_Aim_: Continue the mailing-list reply about testing dm-thin running out of data space, picking up right after its last line.

Re: [PATCH] generic: test dm-thin running out of data space vs concurrent discard

Carlos Maiolino <cmaiolino@xxxxxxxxxx> · Mon, 2 Jul 2018 11:27:11 +0200

On Sat, Jun 30, 2018 at 12:57:38AM +0800, Zorro Lang wrote:
> If a user constructs a test that loops repeatedly over below steps
> on dm-thin, block allocation can fail due to discards not having
> completed yet (Fixed by a685557 dm thin: handle running out of data
> space vs concurrent discard):
> 1) fill thin device via filesystem file
> 2) remove file
> 3) fstrim
> 
> And this maybe cause a deadlock (fast device likes ramdisk can help
> a lot) when racing a fstrim with a filesystem (XFS) shutdown. (Fixed
> by 8c81dd46ef3c Force log to disk before reading the AGF during a
> fstrim)
> 
> This case can reproduce both two bugs if they're not fixed. If only
> the dm-thin bug is fixed, then the test will pass. If only the fs
> bug is fixed, then the test will fail. If both of bugs aren't fixed,
> the test will hang.
> 
> Signed-off-by: Zorro Lang <zlang@xxxxxxxxxx>
> ---
> 
> Hi,
> 
> If both of two bugs aren't fixed, a loop device base on tmpfs can help
> reproduce the XFS deadlock:
> 1) mount -t tmpfs tmpfs /tmp
> 2) dd if=/dev/zero of=/tmp/test.img bs=1M count=100
> 3) losetup /dev/loop0 /tmp/test.img
> 4) use /dev/loop0 to be SCRATCH_DEV, run this case. The test will hang there.

Particularly, I could never reproduce this bug on spindles or SSDs, and I
believe many (if not most) people run xfstests on commodity hardware, not on
very fast disks, and the test doesn't reproduce the bug 100% of the times when
running on slow disks, so, unless the default for the test is to run it using
ramdisks, the test is useless IMHO.

> 
> Ramdisk can help trigger the race. Maybe NVME device can help too. But it's
> hard to reproduce on general disk.
> 

I didn't test it on NVME, so I can't tell =/

> If the XFS bug is fixed, above steps can reproduce dm-thin bug, the test
> will fail.
> 
> Unfortunately, if the dm-thin bug is fixed, then this case can't reproduce
> the XFS bug singly.
> 
> Thanks,
> Zorro
> 
> +#! /bin/bash
> +# SPDX-License-Identifier: GPL-2.0
> +# Copyright (c) 2018 Red Hat Inc.  All Rights Reserved.

_Dataset entries_:
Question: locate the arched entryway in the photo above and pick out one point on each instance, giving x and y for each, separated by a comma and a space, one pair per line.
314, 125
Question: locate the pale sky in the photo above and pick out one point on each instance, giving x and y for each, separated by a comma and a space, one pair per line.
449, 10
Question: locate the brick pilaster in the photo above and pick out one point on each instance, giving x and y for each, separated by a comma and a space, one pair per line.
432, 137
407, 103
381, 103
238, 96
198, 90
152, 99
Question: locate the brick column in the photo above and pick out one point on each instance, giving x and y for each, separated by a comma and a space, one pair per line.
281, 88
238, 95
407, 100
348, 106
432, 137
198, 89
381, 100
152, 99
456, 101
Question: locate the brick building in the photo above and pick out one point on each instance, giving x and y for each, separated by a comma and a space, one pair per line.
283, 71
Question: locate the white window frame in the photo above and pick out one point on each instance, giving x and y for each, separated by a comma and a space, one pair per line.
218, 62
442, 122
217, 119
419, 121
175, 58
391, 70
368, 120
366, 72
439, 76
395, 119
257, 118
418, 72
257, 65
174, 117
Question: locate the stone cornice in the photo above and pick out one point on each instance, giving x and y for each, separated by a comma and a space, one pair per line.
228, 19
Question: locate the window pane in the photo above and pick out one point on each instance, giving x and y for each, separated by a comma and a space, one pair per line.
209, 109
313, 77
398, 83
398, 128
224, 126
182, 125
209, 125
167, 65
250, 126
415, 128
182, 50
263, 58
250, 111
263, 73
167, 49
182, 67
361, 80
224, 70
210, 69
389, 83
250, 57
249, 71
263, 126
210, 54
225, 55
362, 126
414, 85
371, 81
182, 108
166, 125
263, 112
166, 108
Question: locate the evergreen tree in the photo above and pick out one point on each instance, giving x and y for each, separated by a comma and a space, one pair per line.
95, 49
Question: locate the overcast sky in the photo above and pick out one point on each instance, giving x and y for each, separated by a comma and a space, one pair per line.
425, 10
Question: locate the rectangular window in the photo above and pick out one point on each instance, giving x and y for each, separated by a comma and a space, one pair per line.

_Response to the task_:
> +#
> +# FS QA Test 499
> +#
> +# Race test running out of data space with concurrent discard operation on
> +# dm-thin.
> +#
> +# If a user constructs a test that loops repeatedly over below steps on
> +# dm-thin, block allocation can fail due to discards not having completed
> +# yet (Fixed by a685557 dm thin: handle running out of data space vs
> +# concurrent discard):
> +# 1) fill thin device via filesystem file
> +# 2) remove file
> +# 3) fstrim
> +#
> +# And this maybe cause a deadlock when racing a fstrim with a filesystem
> +# (XFS) shutdown. (Fixed by 8c81dd46ef3c Force log to disk before reading
> +# the AGF during a fstrim)
> +

> +# There're two bugs at here, one is dm-thin bug, the other is filesystem
> +# (XFS especially) bug. The dm-thin bug can't handle running out of data
> +# space with concurrent discard well. Then the dm-thin bug cause fs unmount
> +# hang when racing a fstrim with a filesystem shutdown.
> +#
> +# If both of two bugs haven't been fixed, below test maybe cause deadlock.
> +# Else if the fs bug has been fixed, but the dm-thin bug hasn't. below test
> +# will cause the test fail (no deadlock).
> +# Else the test will pass.

The test looks mostly ok, despite the fact I believe this should run on a
ramdisk by default (or not run, if $SCRATCH_DEV is not a ramdisk)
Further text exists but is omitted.